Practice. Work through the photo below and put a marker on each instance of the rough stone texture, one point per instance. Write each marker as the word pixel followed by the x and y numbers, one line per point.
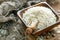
pixel 11 28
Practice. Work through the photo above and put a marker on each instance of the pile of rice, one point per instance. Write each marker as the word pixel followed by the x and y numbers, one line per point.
pixel 43 15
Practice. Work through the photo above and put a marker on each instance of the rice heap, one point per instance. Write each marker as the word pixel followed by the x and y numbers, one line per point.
pixel 43 15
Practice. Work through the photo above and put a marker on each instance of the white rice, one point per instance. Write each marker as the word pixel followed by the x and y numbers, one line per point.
pixel 42 14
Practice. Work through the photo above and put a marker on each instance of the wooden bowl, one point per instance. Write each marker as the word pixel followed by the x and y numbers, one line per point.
pixel 39 32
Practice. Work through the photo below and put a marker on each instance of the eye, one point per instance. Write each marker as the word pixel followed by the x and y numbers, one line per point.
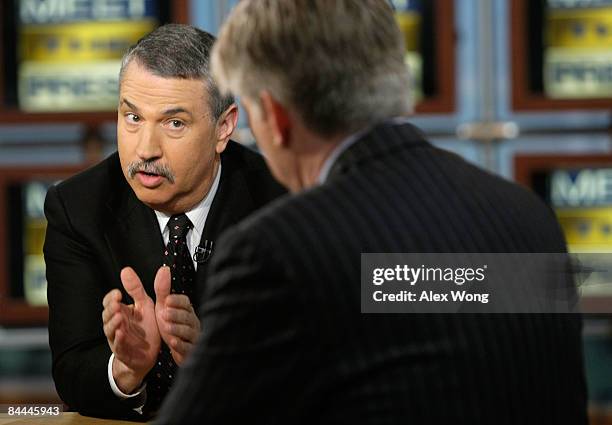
pixel 176 124
pixel 132 118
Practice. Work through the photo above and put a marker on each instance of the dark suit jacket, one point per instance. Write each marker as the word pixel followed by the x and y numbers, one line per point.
pixel 284 340
pixel 97 226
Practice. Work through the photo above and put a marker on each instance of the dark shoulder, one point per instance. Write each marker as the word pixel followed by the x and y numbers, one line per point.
pixel 94 185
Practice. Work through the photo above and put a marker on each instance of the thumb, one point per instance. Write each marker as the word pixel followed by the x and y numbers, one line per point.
pixel 162 284
pixel 133 286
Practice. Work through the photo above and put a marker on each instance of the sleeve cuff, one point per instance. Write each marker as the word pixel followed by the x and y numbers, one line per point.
pixel 138 393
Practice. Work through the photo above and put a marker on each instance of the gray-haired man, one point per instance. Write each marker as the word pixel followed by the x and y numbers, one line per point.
pixel 285 342
pixel 120 323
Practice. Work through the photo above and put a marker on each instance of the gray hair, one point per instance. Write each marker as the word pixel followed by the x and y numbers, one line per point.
pixel 338 63
pixel 179 51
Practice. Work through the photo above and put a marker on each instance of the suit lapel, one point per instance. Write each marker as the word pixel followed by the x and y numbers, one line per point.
pixel 132 233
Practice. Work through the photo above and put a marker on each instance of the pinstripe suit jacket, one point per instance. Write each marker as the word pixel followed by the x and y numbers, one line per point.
pixel 284 340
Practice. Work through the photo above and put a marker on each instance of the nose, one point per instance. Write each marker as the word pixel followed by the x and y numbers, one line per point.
pixel 149 146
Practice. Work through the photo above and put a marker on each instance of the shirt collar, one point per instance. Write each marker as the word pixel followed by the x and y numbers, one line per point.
pixel 348 142
pixel 198 214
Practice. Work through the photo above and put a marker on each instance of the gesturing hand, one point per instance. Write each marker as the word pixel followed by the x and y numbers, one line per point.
pixel 131 331
pixel 177 322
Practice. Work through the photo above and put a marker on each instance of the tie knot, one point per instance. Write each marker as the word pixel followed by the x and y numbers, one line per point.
pixel 179 225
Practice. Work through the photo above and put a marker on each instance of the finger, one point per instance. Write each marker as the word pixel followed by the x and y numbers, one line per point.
pixel 112 296
pixel 111 328
pixel 110 310
pixel 180 347
pixel 181 317
pixel 162 284
pixel 133 286
pixel 129 348
pixel 183 332
pixel 179 301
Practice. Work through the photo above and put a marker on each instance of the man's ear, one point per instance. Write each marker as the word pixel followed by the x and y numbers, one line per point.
pixel 226 126
pixel 278 119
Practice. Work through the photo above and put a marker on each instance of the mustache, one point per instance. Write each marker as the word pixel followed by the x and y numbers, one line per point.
pixel 150 167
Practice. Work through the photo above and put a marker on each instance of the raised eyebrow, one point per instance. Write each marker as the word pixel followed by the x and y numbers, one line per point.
pixel 177 110
pixel 129 104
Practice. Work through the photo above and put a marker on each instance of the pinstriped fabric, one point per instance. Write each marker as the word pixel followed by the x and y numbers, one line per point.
pixel 282 308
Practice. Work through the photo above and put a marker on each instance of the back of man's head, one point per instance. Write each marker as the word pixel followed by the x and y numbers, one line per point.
pixel 338 63
pixel 179 51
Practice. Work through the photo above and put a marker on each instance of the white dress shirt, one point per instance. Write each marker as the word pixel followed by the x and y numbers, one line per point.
pixel 346 143
pixel 197 215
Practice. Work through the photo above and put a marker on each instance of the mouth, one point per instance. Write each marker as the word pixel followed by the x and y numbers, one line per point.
pixel 149 180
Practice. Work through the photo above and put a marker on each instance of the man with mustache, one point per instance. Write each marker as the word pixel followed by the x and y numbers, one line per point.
pixel 286 339
pixel 128 240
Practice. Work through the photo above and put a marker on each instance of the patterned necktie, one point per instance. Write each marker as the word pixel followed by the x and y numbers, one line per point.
pixel 178 258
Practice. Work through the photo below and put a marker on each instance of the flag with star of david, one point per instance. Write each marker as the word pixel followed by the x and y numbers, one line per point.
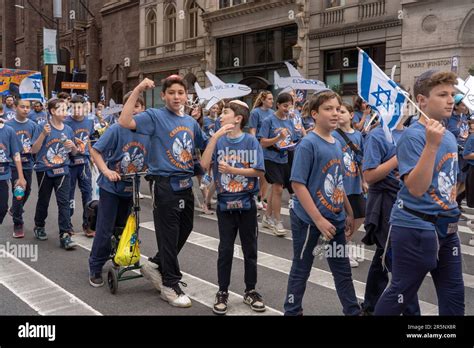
------------------------------------------------------------------------
__TASK__
From the records above, pull out every line that contains the word "white" and copy each one unchanged.

__WRITTEN ANSWER__
Practice. Work through the photo above and put a marker on each instance of the white rice, one point per instance. Write each marker as the word pixel followed by the x and y numbers, one line per point.
Practice. Work through the photo above and put a marker on each instance of the white dress shirt, one point per instance. Write each marker as the word pixel followed by the x and y numbers, one line per point.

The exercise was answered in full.